During the rainy season in extensive river floodplains and deltaic lowlands, floods lasting several months render the land unavailable for crop production for several months each year. This water are considerably underutilized in terms of managed aquatic productivity. This raises the opportunity to enclose parts of these floodwater areas to produce a crop of specifically stocked aquatic organizms aside from the naturally occurring “wild” species that are traditionally fished and are not affected by the culture activity, overall resulting in more high-quality, nutrient-dense food production and enhanced farm income for all stakeholders, notably the poor.
The outputs of the project will provide the following:
• User-verified technical options for integrating fish and other living aquatic resources into irrigation systems and seasonal floodplains.
• Demonstrated and locally rooted institutional options for sharing benefits of integrating fish and other living aquatic resources into irrigation systems and seasonal floodplains.

Items listed in a dataset:
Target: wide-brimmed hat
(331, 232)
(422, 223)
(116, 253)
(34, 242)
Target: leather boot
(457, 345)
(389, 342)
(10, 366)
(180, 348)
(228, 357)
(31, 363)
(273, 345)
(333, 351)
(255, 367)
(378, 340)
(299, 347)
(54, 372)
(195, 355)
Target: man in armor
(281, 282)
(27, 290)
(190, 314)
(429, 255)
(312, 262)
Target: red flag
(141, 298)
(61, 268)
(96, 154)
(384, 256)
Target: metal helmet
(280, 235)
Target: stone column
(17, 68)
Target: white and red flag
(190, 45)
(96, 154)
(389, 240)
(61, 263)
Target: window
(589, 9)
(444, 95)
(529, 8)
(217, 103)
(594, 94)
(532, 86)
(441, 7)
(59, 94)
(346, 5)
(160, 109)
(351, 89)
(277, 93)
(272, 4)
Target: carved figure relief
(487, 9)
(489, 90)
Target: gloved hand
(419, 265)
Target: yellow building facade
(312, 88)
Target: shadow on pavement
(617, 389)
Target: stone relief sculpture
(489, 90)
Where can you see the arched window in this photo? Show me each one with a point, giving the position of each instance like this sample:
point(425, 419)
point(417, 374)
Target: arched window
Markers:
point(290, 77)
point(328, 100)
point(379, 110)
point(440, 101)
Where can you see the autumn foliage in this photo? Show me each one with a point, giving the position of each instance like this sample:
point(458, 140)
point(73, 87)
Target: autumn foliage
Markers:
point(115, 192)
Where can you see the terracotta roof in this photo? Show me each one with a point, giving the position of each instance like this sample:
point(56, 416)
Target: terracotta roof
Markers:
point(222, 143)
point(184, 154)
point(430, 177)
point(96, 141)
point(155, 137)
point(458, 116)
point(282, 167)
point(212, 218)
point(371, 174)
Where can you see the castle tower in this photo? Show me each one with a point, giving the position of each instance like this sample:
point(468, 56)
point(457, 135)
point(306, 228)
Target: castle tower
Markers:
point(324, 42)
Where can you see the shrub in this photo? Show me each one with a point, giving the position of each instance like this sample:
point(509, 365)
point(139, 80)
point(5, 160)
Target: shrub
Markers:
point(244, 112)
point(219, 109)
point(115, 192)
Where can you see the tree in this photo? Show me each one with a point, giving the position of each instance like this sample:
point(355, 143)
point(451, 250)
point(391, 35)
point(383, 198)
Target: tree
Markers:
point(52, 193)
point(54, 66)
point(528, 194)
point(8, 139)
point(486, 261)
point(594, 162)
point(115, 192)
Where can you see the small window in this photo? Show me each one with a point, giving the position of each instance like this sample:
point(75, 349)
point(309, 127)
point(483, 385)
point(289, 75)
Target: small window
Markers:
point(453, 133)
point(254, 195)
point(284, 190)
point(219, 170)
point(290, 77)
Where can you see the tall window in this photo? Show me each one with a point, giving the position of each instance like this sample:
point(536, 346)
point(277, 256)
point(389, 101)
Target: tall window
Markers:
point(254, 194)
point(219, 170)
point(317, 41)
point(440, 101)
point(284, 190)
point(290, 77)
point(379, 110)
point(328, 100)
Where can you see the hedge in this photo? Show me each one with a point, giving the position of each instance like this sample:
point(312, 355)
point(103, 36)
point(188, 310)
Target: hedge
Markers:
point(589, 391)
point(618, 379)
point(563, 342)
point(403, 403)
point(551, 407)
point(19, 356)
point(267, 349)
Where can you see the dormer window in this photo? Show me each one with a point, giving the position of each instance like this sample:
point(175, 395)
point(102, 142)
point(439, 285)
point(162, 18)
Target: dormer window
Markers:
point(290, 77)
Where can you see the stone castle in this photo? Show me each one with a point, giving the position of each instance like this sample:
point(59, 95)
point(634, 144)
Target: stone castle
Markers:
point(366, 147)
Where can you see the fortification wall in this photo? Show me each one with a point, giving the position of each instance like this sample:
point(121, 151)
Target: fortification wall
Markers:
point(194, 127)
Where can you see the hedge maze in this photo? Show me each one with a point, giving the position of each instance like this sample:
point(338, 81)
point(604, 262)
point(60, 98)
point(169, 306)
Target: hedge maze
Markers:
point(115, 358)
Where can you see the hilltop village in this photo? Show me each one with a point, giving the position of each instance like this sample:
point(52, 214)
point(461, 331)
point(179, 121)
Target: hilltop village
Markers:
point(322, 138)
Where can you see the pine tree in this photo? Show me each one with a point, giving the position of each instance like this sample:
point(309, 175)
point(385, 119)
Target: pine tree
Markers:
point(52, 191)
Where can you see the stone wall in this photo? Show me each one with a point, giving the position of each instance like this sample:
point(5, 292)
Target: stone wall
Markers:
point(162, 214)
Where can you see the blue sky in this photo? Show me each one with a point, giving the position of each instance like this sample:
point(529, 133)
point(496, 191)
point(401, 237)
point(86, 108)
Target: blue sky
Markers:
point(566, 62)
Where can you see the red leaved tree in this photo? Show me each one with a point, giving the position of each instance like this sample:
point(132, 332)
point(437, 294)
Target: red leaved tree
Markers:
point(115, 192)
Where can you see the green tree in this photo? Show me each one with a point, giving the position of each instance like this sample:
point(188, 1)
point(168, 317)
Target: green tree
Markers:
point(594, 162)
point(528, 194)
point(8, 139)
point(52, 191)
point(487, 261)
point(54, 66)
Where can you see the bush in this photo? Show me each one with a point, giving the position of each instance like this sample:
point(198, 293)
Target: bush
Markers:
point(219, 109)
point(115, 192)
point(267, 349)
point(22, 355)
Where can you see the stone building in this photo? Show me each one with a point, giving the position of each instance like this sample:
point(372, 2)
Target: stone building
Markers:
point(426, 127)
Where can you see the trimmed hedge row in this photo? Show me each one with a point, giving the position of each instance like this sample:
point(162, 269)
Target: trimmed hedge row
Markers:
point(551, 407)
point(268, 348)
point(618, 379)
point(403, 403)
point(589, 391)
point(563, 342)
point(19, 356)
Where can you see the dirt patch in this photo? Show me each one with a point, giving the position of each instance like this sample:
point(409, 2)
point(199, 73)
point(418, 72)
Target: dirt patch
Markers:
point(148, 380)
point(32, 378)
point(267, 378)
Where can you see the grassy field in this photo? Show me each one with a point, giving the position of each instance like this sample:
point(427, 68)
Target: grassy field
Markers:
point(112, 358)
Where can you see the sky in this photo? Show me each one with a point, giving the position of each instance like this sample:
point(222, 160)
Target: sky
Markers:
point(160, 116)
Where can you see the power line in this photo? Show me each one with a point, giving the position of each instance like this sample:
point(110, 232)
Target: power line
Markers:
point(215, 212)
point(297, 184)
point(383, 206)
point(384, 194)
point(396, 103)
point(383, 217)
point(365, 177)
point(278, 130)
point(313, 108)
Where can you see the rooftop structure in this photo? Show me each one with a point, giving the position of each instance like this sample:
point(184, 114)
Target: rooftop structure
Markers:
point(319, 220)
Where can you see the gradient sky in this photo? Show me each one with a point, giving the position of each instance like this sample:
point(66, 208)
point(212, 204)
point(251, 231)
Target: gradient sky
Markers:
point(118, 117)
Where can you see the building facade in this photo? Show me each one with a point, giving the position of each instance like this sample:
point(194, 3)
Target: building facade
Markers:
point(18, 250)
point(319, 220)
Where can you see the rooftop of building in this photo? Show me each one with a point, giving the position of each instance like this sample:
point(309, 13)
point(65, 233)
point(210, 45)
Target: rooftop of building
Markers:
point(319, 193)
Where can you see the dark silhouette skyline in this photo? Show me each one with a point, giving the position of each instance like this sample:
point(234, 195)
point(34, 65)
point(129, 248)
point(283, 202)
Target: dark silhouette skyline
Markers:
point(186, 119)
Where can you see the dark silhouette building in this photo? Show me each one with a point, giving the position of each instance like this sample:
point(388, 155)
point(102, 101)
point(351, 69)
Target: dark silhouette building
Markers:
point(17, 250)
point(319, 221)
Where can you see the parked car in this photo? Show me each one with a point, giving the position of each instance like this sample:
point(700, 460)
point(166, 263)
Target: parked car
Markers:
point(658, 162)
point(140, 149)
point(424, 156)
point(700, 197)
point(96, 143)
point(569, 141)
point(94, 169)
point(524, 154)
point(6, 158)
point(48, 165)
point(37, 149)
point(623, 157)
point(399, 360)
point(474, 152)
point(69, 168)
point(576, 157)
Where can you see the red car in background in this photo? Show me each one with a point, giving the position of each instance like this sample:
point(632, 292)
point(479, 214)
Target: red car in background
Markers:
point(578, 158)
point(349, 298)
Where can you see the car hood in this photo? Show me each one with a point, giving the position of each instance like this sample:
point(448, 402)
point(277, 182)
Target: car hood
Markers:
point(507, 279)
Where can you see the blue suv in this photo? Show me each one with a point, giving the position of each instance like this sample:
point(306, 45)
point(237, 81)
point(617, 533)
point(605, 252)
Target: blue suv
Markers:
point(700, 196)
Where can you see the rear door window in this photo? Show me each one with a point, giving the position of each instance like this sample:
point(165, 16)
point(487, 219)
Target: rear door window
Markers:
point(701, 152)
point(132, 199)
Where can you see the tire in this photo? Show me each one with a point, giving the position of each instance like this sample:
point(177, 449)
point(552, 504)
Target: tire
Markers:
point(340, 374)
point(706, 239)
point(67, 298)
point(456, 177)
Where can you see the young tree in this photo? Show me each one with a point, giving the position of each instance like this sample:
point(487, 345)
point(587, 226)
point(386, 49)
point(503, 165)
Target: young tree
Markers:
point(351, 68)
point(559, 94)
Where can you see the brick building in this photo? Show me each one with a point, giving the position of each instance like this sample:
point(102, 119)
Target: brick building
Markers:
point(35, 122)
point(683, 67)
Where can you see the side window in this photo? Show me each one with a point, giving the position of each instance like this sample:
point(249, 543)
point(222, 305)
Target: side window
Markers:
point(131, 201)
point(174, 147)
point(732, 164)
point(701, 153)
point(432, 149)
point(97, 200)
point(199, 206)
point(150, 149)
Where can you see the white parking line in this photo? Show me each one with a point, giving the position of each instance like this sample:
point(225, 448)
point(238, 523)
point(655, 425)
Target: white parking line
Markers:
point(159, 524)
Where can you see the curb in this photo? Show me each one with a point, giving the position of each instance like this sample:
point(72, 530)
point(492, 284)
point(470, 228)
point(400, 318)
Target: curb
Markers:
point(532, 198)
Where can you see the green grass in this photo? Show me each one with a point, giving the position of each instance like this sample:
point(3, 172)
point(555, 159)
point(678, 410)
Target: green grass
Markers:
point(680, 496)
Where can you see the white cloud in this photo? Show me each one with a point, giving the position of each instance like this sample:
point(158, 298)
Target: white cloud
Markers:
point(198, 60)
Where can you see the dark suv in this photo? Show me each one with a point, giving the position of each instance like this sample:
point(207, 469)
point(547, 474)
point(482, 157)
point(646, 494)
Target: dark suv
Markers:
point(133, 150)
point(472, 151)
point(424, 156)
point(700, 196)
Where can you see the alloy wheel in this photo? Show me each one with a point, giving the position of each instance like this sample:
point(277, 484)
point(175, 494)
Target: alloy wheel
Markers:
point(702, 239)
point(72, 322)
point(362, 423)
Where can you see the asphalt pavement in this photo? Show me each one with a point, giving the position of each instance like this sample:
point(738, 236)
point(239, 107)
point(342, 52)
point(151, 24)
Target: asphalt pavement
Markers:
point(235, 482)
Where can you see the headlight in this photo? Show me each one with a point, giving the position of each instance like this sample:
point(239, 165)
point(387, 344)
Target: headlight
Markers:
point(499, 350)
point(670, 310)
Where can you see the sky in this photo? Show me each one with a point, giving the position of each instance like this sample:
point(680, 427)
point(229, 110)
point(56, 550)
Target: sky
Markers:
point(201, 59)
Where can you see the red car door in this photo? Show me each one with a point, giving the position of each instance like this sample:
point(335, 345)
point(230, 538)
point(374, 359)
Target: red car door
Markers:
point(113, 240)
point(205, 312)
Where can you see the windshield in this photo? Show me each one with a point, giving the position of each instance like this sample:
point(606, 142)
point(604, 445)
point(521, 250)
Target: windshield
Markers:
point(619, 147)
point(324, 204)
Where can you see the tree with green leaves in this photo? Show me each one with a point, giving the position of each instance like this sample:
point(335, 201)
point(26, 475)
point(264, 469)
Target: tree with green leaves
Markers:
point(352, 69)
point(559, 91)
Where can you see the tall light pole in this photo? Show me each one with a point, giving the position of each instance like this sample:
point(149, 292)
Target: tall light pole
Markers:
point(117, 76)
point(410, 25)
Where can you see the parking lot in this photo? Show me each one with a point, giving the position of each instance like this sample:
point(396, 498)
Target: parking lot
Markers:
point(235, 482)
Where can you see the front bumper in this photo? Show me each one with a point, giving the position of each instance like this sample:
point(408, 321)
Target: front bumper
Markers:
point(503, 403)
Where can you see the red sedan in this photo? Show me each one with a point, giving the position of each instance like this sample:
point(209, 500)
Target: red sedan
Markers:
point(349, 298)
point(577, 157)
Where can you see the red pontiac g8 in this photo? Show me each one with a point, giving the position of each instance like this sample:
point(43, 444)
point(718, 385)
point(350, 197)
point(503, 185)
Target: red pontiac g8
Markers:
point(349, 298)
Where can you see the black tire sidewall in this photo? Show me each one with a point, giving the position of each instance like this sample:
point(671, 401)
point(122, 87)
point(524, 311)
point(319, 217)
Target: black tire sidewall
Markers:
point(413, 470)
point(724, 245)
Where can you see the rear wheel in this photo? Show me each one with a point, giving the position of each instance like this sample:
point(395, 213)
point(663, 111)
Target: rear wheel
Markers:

* [INSTRUCTIONS TO FOLLOW] Reproduce the floodplain fish culture passage above word for word, from its opening sentence through the final bullet point.

* [OUTPUT BELOW]
During the rainy season in extensive river floodplains and deltaic lowlands, floods lasting several months render the land unavailable for crop production for several months each year. This water are considerably underutilized in terms of managed aquatic productivity. This raises the opportunity to enclose parts of these floodwater areas to produce a crop of specifically stocked aquatic organizms aside from the naturally occurring “wild” species that are traditionally fished and are not affected by the culture activity, overall resulting in more high-quality, nutrient-dense food production and enhanced farm income for all stakeholders, notably the poor.
The outputs of the project will provide the following:
• User-verified technical options for integrating fish and other living aquatic resources into irrigation systems and seasonal floodplains.
• Demonstrated and locally rooted institutional options for sharing benefits of integrating fish and other living aquatic resources into irrigation systems and seasonal floodplains.